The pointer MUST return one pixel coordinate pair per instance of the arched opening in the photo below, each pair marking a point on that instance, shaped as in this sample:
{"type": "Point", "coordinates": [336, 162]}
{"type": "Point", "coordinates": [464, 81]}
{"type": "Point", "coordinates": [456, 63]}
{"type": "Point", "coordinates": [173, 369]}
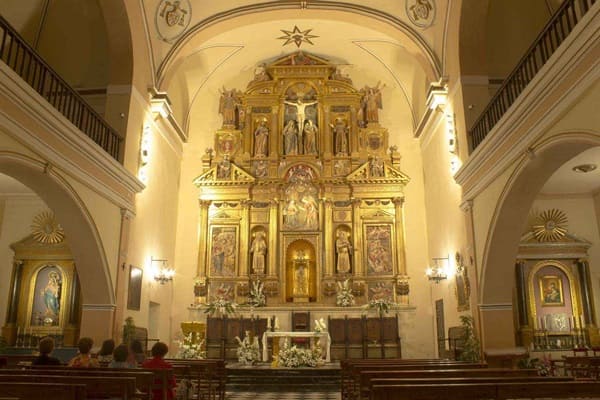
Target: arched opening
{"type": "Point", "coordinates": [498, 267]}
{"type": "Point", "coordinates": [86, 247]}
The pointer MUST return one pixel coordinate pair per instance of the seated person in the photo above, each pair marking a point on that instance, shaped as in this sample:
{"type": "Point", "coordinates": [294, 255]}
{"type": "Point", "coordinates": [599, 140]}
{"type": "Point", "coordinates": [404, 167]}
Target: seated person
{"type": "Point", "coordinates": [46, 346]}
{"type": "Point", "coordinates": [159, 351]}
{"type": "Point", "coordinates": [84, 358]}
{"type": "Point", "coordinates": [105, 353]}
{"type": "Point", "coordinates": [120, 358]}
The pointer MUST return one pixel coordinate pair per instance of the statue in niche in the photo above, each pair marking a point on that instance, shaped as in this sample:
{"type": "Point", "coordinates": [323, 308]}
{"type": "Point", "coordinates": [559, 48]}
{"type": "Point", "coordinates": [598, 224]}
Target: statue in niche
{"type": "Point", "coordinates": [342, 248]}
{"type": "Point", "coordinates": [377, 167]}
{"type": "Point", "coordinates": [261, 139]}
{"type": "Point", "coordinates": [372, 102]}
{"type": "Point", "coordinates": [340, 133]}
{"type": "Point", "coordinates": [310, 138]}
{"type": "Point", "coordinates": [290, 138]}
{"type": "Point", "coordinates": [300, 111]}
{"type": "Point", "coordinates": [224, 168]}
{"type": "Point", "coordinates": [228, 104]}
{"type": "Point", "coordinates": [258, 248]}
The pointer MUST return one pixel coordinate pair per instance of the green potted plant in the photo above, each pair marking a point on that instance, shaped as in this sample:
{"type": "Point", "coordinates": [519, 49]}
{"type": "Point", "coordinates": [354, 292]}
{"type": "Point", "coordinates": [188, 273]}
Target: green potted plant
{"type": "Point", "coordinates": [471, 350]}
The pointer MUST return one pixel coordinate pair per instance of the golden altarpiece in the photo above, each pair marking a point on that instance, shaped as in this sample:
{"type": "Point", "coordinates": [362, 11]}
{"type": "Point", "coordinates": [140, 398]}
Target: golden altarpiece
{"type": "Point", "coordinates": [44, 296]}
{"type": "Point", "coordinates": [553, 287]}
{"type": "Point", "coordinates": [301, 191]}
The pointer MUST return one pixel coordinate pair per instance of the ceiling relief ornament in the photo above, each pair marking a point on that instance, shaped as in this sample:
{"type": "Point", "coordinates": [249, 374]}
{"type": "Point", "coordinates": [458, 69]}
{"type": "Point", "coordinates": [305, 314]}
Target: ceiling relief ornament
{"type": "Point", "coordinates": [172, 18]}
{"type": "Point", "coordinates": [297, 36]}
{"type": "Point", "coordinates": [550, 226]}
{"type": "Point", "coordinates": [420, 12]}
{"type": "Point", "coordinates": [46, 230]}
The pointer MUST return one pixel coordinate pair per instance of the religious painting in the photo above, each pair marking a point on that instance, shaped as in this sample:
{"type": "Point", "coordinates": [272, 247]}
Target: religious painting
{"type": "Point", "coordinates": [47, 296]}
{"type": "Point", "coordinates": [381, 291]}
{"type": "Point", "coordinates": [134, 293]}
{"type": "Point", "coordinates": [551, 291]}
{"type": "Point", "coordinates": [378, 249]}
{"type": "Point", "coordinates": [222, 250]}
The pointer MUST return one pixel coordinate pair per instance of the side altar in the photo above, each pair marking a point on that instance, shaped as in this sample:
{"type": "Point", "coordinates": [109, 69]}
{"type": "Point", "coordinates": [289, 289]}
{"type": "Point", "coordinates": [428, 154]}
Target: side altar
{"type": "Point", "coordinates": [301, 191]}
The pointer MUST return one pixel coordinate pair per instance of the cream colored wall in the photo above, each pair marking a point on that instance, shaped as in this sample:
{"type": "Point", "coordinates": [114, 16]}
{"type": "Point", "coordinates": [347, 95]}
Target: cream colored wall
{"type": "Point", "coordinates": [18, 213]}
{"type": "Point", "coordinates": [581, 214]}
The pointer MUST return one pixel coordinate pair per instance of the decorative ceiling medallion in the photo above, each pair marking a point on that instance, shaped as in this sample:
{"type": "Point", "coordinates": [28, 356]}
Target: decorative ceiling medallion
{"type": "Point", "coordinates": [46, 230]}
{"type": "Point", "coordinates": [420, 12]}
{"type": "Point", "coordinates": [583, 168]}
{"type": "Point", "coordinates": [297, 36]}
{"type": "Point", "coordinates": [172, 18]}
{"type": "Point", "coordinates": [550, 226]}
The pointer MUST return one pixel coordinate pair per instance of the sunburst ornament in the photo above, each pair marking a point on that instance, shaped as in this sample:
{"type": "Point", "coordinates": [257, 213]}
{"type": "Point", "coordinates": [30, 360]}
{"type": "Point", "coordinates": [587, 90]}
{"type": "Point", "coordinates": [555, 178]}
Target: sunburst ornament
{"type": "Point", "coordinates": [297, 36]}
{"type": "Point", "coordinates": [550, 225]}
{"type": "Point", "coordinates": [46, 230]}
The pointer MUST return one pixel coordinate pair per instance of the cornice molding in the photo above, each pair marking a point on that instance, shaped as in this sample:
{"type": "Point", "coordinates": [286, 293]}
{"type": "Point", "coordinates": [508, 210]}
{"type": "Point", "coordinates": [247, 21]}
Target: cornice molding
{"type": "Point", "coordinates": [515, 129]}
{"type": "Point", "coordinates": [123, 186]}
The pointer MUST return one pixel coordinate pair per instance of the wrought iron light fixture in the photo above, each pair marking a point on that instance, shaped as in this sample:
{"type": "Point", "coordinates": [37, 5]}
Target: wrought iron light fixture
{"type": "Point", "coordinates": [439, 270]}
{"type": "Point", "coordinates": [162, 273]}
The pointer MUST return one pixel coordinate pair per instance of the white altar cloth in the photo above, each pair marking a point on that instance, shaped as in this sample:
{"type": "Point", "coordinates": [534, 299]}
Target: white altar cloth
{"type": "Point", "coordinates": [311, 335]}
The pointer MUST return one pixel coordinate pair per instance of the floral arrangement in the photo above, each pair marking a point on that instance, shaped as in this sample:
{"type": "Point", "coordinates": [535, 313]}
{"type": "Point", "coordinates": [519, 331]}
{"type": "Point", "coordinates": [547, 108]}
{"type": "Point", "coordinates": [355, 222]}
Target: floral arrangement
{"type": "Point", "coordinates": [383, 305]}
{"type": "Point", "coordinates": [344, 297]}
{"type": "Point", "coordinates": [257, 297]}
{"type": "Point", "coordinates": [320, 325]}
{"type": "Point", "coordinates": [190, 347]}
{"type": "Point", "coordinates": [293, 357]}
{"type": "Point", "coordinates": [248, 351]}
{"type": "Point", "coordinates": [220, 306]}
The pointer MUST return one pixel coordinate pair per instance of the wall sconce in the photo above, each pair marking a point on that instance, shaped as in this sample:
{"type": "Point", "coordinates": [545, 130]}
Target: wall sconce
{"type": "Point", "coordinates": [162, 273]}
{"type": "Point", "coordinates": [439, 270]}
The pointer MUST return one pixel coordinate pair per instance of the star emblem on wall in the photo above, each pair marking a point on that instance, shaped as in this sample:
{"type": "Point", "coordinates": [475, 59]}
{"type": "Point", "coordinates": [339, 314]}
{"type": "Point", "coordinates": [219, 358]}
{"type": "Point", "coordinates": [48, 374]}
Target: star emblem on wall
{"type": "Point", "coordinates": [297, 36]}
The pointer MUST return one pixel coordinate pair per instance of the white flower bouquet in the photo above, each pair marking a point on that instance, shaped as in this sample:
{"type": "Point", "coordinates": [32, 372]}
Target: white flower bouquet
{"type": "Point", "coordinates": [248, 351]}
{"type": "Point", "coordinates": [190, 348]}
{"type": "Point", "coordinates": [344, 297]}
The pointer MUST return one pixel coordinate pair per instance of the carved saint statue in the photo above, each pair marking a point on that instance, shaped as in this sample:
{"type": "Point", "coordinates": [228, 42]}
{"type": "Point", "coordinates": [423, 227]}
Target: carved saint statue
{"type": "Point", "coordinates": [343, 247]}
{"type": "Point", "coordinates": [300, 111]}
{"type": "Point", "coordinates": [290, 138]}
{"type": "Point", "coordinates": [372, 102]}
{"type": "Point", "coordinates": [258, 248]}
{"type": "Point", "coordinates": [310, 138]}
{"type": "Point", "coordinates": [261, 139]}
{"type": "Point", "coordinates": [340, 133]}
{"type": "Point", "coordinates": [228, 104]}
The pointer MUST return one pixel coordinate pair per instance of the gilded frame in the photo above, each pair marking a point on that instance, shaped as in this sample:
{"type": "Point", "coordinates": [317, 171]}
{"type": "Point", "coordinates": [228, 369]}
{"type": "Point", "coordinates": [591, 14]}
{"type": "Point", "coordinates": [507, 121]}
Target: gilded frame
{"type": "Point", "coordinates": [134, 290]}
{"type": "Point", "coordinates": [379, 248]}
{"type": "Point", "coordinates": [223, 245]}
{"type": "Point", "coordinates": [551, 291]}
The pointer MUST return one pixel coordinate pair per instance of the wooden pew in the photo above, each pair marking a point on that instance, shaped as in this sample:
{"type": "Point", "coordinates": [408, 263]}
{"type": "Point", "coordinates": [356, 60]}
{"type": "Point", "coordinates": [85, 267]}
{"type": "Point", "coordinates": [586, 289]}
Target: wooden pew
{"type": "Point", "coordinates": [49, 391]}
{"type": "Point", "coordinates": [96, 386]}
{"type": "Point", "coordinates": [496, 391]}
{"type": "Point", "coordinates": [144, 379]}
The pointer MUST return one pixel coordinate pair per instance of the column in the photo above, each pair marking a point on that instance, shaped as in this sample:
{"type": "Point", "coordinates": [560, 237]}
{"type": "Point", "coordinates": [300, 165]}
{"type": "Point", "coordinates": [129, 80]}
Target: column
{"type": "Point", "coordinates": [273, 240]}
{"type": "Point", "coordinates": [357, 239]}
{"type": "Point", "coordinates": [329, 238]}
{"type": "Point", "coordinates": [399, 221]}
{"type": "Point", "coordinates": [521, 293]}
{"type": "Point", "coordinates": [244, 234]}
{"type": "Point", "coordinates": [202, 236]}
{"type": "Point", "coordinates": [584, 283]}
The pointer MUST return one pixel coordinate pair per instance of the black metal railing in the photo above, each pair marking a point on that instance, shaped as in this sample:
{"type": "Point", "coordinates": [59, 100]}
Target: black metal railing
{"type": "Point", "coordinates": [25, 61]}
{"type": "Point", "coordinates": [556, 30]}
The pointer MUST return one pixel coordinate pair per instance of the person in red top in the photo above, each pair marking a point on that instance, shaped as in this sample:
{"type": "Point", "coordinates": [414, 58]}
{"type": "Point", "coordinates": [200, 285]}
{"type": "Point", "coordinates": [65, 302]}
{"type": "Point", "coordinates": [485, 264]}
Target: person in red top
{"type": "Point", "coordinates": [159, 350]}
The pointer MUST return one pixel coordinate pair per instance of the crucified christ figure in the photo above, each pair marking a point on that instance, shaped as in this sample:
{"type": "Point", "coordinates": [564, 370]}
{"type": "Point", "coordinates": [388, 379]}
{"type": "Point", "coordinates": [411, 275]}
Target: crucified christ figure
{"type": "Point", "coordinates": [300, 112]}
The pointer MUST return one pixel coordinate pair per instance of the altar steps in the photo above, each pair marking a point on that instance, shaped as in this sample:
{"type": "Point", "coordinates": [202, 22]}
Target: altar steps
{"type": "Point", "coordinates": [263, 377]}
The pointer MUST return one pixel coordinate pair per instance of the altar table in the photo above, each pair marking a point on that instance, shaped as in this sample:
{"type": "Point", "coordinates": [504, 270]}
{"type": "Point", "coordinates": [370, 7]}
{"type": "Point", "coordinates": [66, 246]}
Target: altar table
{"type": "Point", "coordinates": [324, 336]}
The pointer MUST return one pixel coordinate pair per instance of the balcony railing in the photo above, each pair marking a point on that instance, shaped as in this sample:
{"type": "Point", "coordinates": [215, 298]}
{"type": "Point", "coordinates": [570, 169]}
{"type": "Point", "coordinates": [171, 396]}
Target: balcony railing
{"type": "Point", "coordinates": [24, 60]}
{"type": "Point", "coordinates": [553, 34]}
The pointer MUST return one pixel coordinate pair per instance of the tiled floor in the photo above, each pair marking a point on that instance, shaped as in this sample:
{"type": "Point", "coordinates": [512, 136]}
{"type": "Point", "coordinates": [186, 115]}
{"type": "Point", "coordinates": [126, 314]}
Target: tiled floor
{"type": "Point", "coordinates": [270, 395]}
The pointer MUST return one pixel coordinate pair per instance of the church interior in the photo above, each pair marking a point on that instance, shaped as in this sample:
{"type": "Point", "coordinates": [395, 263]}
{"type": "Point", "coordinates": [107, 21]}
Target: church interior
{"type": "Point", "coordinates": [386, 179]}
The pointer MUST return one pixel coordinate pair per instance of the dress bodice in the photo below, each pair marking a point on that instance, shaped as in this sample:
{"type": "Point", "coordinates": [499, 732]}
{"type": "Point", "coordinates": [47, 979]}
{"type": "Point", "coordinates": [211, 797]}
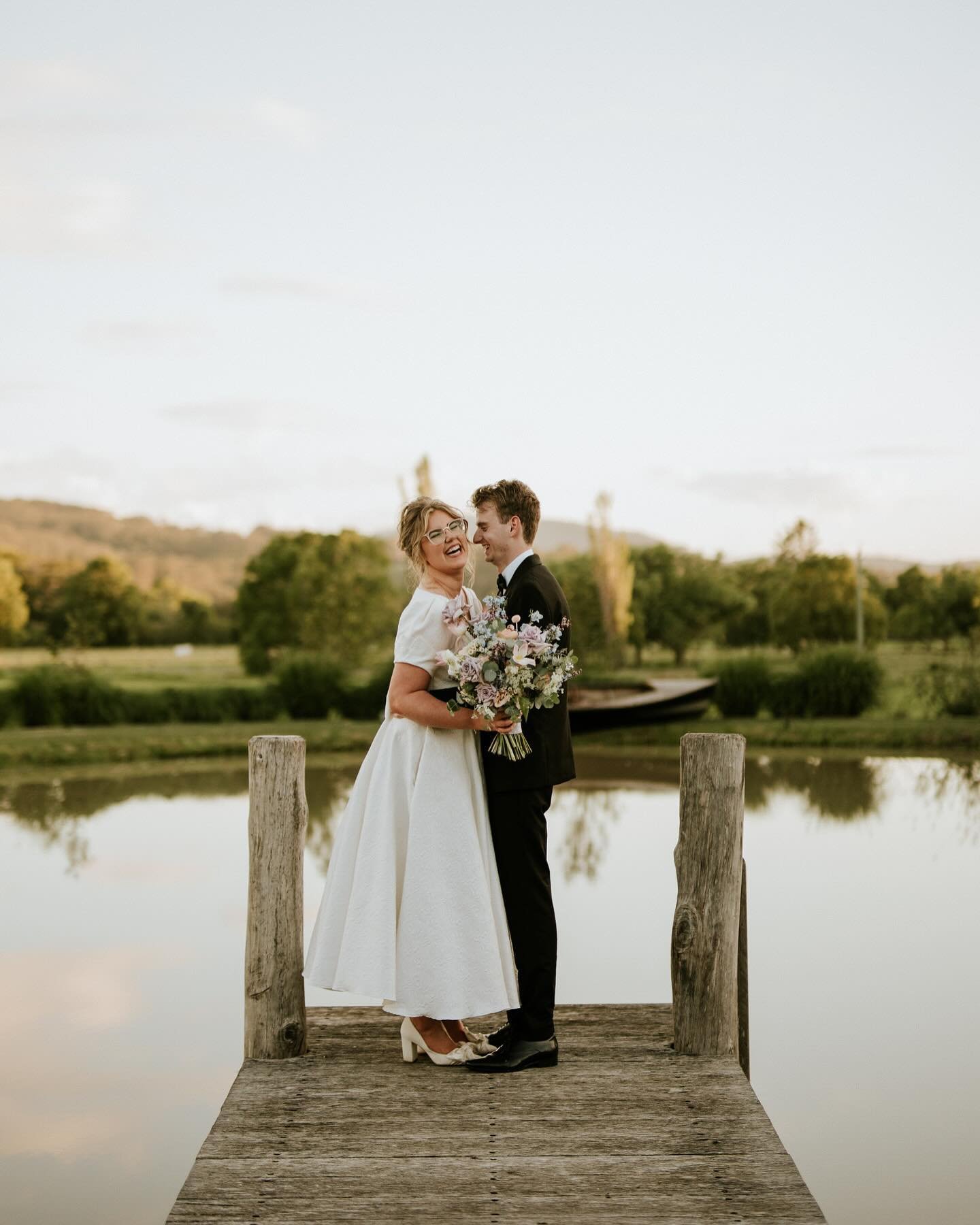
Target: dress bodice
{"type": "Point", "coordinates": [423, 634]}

▶ [THE TASK] From the records above, return each line that includes "below".

▶ [EXERCISE ANSWER]
The pointer MUST return one pixel coordinate pair per instance of the arched opening in the photo below, each pair marking a point on that instance, shaped as in this sample:
The pointer MUST return one pixel coordinate pair per instance of the dress bodice in the photo below, each pair marking a point on that instance, shaped as in this sample:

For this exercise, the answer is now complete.